## The problem
Lift out all lines below that contain "badge".

- - - - - - -

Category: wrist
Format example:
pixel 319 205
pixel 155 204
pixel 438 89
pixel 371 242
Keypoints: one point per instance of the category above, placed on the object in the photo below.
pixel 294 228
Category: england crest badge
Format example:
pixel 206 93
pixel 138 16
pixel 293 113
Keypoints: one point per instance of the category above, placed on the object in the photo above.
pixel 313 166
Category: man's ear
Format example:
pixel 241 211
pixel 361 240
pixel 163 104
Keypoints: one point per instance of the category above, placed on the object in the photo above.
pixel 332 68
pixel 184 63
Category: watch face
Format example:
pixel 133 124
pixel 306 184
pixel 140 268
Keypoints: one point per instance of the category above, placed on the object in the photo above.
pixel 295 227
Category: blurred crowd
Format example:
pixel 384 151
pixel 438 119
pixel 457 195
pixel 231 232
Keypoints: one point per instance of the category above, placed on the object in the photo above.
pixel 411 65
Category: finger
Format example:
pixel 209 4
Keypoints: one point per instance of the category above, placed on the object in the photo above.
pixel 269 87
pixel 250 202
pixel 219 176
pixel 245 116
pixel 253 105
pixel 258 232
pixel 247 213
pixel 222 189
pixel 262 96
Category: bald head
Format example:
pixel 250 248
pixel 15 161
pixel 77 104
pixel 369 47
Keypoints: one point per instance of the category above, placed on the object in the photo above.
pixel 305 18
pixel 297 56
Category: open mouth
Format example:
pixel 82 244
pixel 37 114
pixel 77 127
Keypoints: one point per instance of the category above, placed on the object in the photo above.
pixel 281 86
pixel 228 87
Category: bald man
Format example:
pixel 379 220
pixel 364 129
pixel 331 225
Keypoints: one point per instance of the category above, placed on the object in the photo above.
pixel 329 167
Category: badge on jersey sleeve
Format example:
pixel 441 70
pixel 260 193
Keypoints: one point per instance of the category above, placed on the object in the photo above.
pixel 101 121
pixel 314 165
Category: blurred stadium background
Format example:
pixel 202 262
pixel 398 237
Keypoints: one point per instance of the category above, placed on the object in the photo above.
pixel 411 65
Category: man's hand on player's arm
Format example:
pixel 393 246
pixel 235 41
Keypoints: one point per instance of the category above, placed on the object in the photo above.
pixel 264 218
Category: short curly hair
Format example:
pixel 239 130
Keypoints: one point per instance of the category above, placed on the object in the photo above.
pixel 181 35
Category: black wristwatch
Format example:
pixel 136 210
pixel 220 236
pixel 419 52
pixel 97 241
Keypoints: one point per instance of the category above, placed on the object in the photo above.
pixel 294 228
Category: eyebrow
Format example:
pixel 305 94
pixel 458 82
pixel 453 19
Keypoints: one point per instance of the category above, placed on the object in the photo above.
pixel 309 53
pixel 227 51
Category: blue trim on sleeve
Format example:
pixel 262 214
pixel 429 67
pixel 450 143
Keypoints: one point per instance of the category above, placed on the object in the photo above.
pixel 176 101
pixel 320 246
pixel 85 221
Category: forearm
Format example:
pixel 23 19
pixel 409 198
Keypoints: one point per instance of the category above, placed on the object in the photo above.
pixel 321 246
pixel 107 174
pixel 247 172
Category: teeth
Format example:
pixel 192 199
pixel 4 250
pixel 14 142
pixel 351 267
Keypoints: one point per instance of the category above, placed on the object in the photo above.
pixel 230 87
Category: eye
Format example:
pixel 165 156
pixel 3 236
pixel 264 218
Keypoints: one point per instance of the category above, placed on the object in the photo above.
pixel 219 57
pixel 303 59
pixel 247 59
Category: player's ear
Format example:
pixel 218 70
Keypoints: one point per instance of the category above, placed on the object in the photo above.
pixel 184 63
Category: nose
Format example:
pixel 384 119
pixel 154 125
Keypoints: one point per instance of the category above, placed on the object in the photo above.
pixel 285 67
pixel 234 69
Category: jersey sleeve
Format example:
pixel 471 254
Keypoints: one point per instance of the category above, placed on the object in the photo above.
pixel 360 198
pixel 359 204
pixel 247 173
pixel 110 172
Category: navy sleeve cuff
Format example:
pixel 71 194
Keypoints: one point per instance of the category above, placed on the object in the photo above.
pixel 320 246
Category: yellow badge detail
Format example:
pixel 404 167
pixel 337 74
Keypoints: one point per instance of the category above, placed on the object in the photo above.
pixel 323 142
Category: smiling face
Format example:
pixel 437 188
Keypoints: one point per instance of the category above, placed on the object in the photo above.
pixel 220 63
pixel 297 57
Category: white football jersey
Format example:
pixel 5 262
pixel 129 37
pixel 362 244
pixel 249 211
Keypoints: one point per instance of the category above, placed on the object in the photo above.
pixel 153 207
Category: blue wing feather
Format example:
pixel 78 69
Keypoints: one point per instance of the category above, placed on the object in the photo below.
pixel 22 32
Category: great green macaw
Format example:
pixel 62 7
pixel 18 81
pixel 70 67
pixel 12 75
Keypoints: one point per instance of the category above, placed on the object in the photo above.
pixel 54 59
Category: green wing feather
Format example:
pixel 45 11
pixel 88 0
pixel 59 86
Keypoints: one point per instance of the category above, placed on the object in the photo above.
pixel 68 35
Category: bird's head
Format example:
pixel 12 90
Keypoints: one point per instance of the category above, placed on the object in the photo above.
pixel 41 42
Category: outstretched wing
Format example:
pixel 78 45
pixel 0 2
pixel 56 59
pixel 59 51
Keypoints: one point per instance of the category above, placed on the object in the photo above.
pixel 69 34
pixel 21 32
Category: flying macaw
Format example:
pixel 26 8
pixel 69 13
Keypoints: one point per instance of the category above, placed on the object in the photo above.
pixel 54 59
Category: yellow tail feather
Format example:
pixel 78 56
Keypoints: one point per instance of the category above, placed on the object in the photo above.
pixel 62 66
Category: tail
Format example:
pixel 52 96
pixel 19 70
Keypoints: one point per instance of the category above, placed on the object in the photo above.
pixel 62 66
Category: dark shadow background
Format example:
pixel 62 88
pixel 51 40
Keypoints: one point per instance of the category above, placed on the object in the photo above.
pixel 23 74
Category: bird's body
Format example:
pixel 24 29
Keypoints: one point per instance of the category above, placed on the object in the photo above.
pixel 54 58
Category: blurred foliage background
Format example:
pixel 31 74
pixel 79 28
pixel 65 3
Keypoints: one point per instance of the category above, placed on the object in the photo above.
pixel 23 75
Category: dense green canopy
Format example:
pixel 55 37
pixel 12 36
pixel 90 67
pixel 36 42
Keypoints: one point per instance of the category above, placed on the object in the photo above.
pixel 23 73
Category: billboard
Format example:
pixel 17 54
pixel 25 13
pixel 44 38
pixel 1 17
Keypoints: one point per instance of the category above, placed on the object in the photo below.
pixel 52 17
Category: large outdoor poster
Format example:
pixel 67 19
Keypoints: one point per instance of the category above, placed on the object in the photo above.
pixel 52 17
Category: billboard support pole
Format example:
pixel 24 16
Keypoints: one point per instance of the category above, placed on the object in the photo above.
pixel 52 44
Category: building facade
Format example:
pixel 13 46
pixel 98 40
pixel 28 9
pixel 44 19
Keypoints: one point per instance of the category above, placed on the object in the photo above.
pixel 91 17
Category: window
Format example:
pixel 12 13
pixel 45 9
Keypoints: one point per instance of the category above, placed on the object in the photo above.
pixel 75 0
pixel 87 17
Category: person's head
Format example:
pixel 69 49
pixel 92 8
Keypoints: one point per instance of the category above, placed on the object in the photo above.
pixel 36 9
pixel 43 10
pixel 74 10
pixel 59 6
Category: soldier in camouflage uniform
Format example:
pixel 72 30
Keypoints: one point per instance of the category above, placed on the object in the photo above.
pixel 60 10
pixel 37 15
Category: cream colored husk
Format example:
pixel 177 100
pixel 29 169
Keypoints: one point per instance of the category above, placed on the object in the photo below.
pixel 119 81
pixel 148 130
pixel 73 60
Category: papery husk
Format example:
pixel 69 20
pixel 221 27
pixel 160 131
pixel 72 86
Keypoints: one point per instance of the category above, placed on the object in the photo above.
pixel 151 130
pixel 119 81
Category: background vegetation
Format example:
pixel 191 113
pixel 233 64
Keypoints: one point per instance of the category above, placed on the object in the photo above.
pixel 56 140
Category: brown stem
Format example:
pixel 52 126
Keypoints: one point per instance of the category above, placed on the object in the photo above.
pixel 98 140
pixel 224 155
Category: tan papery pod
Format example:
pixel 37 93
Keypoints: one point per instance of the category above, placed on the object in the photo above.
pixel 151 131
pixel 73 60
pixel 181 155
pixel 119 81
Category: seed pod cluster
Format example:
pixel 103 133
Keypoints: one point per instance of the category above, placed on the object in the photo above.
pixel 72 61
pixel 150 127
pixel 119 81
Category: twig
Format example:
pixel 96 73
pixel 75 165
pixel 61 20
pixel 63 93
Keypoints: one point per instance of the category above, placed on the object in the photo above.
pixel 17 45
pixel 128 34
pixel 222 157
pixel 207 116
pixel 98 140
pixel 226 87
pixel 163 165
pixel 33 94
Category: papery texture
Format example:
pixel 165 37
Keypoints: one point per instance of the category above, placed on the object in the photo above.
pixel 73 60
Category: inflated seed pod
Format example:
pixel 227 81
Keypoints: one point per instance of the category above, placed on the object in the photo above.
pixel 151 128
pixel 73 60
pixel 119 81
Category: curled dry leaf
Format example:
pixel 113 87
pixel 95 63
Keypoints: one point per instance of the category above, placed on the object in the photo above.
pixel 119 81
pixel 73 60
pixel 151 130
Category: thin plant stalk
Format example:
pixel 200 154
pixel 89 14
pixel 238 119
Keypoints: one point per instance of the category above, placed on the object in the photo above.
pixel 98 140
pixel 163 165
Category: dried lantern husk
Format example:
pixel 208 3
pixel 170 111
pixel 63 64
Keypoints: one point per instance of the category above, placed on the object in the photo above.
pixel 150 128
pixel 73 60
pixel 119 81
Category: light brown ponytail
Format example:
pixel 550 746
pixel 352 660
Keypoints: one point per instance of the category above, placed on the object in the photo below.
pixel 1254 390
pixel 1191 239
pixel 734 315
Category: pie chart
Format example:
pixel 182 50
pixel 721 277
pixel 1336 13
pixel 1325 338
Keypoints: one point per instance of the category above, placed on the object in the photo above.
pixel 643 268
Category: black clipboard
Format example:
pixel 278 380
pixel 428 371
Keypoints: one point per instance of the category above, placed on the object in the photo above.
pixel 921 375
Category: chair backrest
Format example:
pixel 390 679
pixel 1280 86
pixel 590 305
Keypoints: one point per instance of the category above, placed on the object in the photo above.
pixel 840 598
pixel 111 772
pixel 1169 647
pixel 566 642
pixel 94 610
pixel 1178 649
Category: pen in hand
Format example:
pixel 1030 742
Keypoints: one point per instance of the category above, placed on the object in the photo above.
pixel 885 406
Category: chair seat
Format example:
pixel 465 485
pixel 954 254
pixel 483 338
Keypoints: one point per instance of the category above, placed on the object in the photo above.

- - - - - - -

## Response
Category: england crest badge
Category: badge on jersey sleeve
Category: yellow badge detail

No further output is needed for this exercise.